> _Stored rows_:

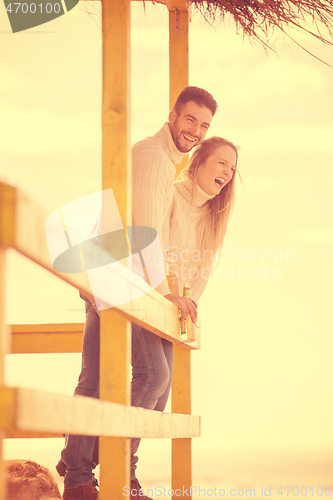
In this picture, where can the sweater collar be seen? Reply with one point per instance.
(174, 154)
(191, 191)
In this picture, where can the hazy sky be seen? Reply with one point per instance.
(264, 375)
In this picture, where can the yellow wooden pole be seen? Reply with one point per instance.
(181, 403)
(3, 338)
(181, 385)
(116, 174)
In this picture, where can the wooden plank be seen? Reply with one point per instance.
(178, 53)
(115, 353)
(49, 338)
(46, 343)
(181, 403)
(59, 338)
(151, 310)
(17, 434)
(181, 385)
(178, 56)
(3, 349)
(37, 411)
(177, 4)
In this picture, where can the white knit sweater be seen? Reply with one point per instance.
(153, 172)
(190, 265)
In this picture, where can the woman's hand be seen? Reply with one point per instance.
(185, 305)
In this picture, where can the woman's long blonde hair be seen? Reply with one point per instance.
(213, 224)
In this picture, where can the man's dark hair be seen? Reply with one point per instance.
(200, 96)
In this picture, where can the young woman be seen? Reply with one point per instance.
(202, 200)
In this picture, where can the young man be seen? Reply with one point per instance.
(153, 168)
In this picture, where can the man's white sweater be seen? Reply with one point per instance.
(153, 172)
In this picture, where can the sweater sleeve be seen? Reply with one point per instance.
(152, 179)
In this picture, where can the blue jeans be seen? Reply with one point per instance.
(152, 363)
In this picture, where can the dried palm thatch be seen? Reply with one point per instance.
(259, 19)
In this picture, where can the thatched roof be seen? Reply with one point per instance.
(259, 19)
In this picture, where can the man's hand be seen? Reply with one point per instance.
(185, 305)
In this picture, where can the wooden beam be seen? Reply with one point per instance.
(151, 310)
(3, 349)
(177, 4)
(181, 403)
(37, 411)
(178, 55)
(55, 338)
(62, 337)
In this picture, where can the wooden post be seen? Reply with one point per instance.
(181, 403)
(3, 339)
(181, 384)
(178, 56)
(116, 174)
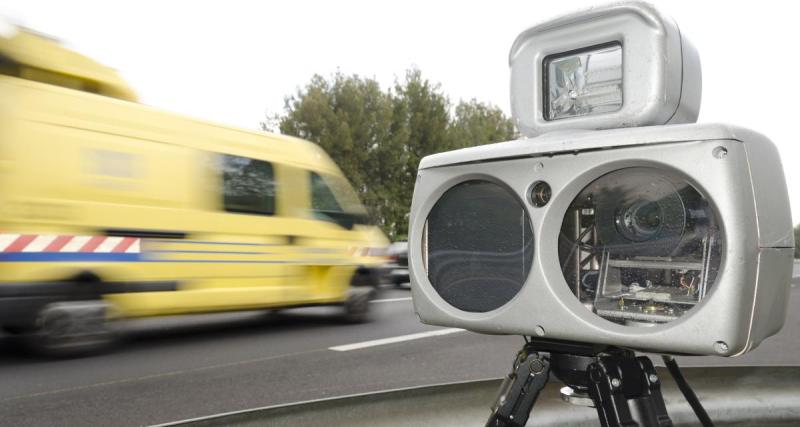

> _Work instructions_: Give the lines above as a numbered list, skipping blank lines and leaving out the pictures.

> _The solution_:
1. In this picture, where can the sweater collar be seen? Reply with one point per instance.
2. (174, 154)
3. (191, 191)
4. In this picture, where can the hazy sky be seen? Reply with one point per instance.
5. (264, 375)
6. In this picture, where can the yellow wooden pole be seen? Reply with one point per instance.
7. (181, 403)
8. (3, 338)
9. (181, 385)
10. (116, 174)
11. In this picture, where can the wooden plank be seen? Reply with one point per instance.
12. (178, 53)
13. (115, 353)
14. (49, 338)
15. (46, 343)
16. (181, 403)
17. (59, 338)
18. (151, 310)
19. (17, 434)
20. (181, 385)
21. (178, 56)
22. (3, 349)
23. (37, 411)
24. (177, 4)
25. In this picture, where can the white knit sweater be seen? Reply with one point per instance.
26. (153, 172)
27. (190, 265)
28. In this picture, where can the woman's hand be seen? Reply with one point per instance.
29. (185, 305)
30. In this picture, where can the woman's long blonde hair be seen? Reply with one point per instance.
31. (213, 224)
32. In this picture, where can the man's dark hair be seen? Reply with one point per instance.
33. (200, 96)
34. In this picture, where can the young woman be seen? Reply with one point per instance.
35. (202, 200)
36. In this picture, where can the young man be seen? Reply with one point per instance.
37. (153, 168)
38. In this picture, where can the man's white sweater be seen? Reply with one point per instance.
39. (153, 172)
40. In this picture, where can the sweater sleeve be seen? Reply with one point per instance.
41. (152, 179)
42. In this picture, where can the blue jeans be seen? Reply with one point per instance.
43. (152, 363)
44. In this picture, where can the dried palm thatch be seen? Reply with one point per instance.
45. (259, 19)
46. In this picture, where can the thatched roof be seen? Reply with one point per instance.
47. (259, 19)
48. In this picture, where can the man's hand be seen? Reply with one point per instance.
49. (185, 305)
50. In this picture, where can the wooden beam be seen? Reply with one point per instance.
51. (151, 310)
52. (3, 349)
53. (177, 4)
54. (181, 403)
55. (37, 411)
56. (178, 55)
57. (55, 338)
58. (62, 337)
59. In this picture, where can the wooden post be seen? Reply with one point per instance.
60. (181, 403)
61. (3, 339)
62. (181, 384)
63. (178, 56)
64. (116, 174)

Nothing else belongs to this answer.